[[ RECORDS FOR THE TASK open ]]

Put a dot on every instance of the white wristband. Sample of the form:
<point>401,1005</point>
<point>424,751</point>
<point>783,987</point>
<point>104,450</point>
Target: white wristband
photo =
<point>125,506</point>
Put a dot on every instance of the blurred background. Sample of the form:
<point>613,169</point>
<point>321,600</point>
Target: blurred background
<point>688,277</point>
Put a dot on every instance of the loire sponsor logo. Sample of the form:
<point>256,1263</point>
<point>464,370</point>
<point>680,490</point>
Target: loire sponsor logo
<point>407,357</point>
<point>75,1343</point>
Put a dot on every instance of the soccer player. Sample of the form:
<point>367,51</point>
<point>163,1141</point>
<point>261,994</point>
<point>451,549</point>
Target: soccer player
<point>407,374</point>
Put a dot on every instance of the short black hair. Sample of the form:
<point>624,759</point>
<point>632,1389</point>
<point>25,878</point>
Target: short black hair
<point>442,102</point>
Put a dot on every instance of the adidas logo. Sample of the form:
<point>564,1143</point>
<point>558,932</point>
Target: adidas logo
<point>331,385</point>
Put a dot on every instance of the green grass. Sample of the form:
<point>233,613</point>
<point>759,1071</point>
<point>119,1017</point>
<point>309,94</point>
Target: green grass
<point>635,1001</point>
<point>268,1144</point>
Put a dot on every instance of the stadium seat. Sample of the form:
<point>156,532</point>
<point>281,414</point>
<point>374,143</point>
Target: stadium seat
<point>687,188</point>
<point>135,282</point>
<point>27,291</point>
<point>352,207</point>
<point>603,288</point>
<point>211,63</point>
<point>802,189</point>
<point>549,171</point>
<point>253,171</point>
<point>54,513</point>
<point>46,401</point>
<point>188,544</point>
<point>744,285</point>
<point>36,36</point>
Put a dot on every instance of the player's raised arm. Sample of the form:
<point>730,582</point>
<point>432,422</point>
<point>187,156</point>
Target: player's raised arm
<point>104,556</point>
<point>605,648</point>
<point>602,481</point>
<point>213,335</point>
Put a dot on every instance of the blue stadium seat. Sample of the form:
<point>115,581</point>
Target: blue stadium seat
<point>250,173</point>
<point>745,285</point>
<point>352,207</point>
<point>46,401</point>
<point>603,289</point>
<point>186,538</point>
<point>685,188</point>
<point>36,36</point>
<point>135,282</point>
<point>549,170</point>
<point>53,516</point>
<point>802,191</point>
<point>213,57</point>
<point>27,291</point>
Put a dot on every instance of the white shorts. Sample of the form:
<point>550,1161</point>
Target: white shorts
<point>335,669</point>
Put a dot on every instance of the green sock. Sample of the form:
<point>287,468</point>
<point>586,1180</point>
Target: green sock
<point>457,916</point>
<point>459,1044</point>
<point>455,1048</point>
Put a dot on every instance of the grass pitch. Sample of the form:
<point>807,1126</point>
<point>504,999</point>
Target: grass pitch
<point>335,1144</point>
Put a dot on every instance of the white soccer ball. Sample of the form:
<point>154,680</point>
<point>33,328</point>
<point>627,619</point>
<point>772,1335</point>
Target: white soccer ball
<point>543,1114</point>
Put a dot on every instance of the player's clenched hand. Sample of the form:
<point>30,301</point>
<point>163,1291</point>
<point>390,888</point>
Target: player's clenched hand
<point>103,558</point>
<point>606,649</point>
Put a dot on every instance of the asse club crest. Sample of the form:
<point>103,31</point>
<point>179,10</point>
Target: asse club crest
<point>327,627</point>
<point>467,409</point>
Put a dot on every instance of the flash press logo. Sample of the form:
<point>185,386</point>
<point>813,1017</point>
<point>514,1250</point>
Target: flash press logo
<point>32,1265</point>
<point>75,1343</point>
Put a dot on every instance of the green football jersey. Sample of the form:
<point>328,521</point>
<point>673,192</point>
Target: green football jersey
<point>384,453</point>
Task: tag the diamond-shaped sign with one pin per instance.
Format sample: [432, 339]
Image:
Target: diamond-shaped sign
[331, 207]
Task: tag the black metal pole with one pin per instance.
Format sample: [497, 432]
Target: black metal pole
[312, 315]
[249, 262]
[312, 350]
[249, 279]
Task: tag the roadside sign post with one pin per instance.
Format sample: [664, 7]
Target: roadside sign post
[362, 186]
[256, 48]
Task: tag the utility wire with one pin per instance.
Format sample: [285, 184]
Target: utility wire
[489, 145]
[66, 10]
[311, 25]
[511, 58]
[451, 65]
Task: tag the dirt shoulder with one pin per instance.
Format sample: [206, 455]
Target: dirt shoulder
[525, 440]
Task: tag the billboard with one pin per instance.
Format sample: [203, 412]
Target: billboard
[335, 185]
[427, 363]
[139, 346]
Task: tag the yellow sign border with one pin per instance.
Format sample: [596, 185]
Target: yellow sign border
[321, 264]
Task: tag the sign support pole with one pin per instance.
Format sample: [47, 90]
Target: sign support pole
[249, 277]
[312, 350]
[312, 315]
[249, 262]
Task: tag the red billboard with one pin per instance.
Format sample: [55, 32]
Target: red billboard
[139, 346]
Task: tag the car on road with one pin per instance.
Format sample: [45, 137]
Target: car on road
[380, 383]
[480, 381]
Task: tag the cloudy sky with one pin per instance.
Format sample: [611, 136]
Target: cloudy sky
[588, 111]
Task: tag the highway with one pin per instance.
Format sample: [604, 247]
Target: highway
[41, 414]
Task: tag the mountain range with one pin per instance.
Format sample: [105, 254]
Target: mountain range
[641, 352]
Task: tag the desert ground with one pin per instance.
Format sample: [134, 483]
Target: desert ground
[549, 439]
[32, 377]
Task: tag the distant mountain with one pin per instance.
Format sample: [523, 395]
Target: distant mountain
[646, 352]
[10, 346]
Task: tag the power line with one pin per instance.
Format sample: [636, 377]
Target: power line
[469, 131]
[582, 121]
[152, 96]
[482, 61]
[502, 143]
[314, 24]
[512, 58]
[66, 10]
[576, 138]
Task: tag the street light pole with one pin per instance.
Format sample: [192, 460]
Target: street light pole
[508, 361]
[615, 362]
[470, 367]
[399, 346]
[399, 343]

[[ RECORDS FOR THE TASK closed ]]
[[ RECORDS FOR THE TASK open ]]

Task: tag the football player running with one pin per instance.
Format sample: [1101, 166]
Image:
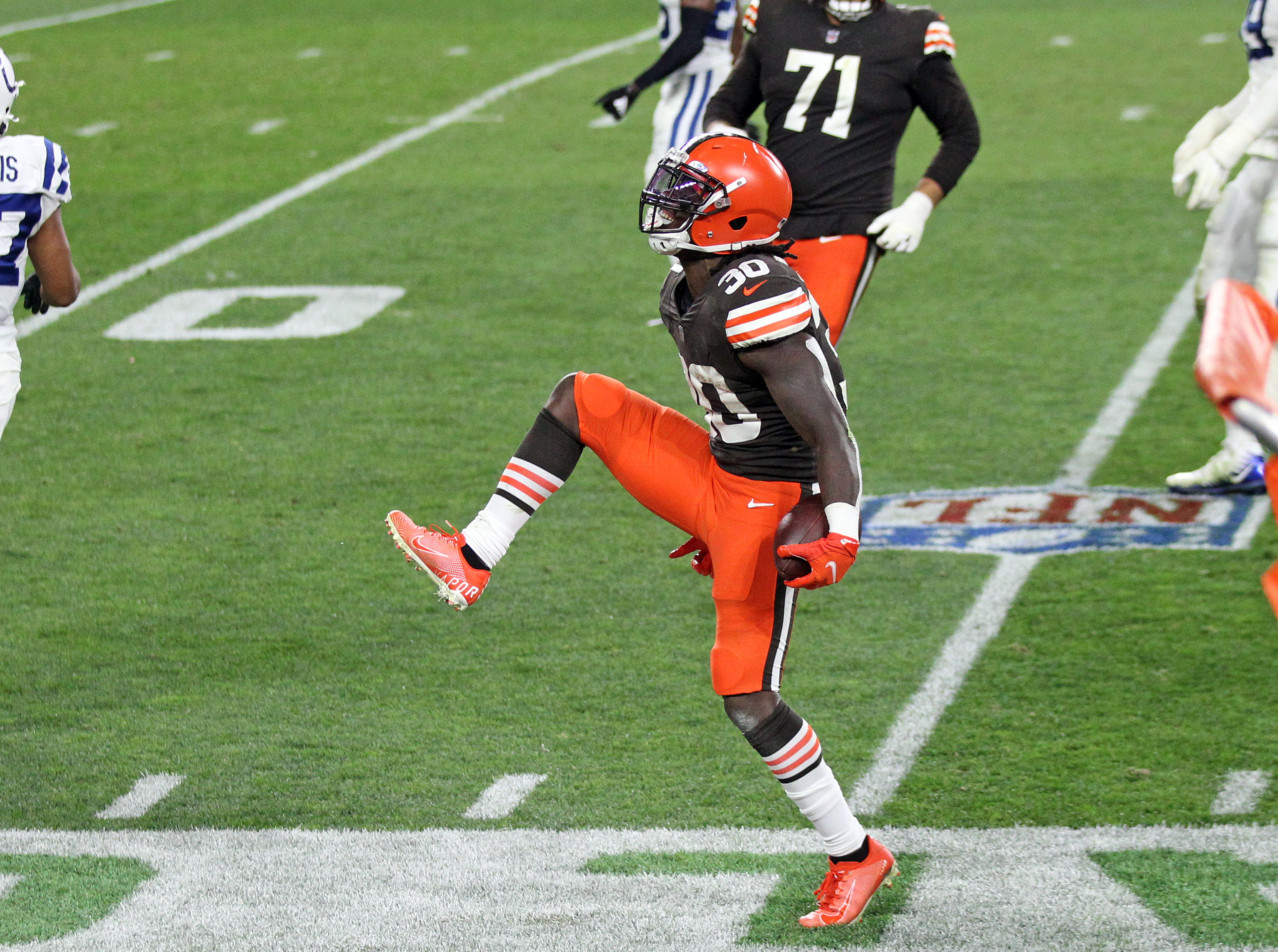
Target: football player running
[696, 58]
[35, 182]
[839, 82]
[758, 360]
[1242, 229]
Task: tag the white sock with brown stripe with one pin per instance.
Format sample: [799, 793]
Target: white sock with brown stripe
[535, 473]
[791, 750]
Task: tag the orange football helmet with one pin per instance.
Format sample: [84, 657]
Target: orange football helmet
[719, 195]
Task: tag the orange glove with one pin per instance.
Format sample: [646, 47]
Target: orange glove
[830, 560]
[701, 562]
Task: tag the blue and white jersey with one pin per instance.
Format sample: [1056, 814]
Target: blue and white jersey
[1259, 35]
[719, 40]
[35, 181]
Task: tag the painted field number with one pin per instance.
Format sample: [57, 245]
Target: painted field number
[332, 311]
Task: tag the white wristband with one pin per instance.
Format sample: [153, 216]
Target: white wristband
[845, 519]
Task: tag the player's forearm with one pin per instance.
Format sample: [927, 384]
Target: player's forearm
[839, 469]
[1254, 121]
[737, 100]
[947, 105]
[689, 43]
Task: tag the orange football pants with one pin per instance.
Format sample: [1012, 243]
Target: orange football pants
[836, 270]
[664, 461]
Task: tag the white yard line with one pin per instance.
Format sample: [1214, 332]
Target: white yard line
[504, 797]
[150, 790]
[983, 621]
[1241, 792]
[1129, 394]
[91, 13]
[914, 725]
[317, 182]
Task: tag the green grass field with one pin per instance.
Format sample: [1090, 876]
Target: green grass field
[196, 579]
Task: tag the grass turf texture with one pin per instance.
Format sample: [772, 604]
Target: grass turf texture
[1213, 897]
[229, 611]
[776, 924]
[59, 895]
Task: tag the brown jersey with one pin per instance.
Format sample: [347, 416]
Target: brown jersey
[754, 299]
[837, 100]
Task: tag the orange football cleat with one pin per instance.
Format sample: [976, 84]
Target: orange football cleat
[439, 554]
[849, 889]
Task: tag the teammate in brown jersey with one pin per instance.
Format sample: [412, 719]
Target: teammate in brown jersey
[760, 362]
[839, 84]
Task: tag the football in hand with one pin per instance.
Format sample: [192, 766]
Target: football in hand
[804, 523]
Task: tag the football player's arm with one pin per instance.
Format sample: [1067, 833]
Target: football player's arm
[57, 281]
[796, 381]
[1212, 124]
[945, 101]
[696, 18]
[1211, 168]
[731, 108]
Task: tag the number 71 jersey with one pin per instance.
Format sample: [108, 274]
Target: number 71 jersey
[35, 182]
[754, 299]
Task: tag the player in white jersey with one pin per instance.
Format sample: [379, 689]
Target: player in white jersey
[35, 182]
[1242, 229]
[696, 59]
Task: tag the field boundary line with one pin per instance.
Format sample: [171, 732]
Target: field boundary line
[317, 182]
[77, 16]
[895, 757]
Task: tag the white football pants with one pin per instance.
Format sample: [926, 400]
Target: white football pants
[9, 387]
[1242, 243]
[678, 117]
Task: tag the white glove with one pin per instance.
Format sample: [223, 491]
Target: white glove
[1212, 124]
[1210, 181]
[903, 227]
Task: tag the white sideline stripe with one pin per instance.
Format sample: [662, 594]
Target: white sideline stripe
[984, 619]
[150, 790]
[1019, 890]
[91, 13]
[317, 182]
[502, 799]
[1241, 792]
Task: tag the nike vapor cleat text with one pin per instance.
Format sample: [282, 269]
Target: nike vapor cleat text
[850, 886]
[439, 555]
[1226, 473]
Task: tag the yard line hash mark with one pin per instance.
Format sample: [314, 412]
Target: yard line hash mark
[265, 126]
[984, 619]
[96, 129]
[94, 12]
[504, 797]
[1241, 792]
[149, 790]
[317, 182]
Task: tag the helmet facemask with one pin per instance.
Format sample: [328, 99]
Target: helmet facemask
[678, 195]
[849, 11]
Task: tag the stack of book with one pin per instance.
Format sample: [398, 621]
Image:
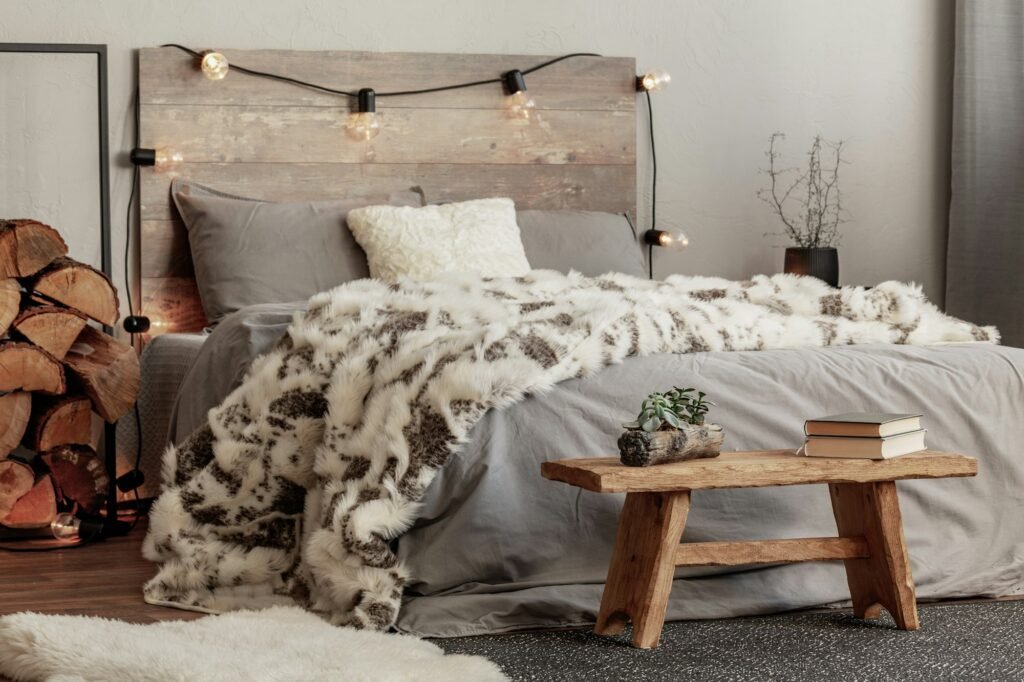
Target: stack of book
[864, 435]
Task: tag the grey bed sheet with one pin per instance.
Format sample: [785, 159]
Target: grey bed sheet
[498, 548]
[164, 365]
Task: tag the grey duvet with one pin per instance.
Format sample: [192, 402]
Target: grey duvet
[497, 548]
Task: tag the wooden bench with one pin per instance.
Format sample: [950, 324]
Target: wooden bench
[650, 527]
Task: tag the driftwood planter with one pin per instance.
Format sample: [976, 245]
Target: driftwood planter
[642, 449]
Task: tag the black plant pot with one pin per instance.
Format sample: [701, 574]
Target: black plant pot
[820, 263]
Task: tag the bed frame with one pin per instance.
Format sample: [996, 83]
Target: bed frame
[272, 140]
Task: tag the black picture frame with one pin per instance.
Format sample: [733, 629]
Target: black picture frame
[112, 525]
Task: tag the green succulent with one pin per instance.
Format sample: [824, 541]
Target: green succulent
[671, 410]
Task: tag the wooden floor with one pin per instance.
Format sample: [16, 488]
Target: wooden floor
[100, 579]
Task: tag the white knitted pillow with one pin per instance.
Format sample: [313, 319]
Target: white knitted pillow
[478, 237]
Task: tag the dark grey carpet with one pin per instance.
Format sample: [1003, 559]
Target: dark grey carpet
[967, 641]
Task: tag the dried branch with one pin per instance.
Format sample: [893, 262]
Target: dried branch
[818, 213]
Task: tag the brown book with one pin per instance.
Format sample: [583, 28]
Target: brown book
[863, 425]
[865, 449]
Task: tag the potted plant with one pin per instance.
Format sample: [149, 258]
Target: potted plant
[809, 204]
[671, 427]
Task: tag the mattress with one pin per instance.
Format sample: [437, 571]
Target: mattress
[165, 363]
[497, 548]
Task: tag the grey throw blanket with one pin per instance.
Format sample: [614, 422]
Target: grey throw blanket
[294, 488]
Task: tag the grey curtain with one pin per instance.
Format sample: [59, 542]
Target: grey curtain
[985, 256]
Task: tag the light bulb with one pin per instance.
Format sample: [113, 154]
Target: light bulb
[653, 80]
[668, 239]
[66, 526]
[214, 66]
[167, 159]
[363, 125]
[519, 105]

[[ RECORDS FOR THE TASK closed ]]

PROBLEM DETAILS: Look above for the line holding "Target: grass pitch" and the line holding "Format sample: [664, 7]", then output exactly those two lines and every line between them, nothing more.

RESPONSE TO THIS EXERCISE:
Target: grass pitch
<point>335,1144</point>
Put a dot on every instance of the white soccer ball. Sample of the form:
<point>154,680</point>
<point>33,328</point>
<point>627,619</point>
<point>772,1335</point>
Target: white soccer ball
<point>543,1114</point>
Put a dot on every instance of the player's clenched hand. Sample of the form:
<point>30,301</point>
<point>163,1291</point>
<point>390,888</point>
Target: player's clenched hand
<point>103,558</point>
<point>606,649</point>
Put a dot on every instance of the asse club crest. Sample of the form:
<point>103,31</point>
<point>179,10</point>
Target: asse club crest
<point>327,627</point>
<point>467,409</point>
Put a dot on every instance of the flash press logo. Sample of the form:
<point>185,386</point>
<point>813,1017</point>
<point>514,1250</point>
Target: flash press logo
<point>32,1265</point>
<point>75,1343</point>
Put a dot on every instance of the green football jersey. Sample of the form:
<point>328,521</point>
<point>673,192</point>
Target: green football jersey
<point>384,453</point>
Task: tag the diamond-shaped sign with one pin per instance.
Format sample: [432, 339]
Image:
Target: diamond-shaped sign
[331, 207]
Task: tag the black metal pole with one pin per instance.
Format sample: [497, 432]
Target: black metal pole
[312, 315]
[249, 262]
[312, 350]
[249, 279]
Task: tag the roadside sign post with one pin per instance.
Format sample: [664, 7]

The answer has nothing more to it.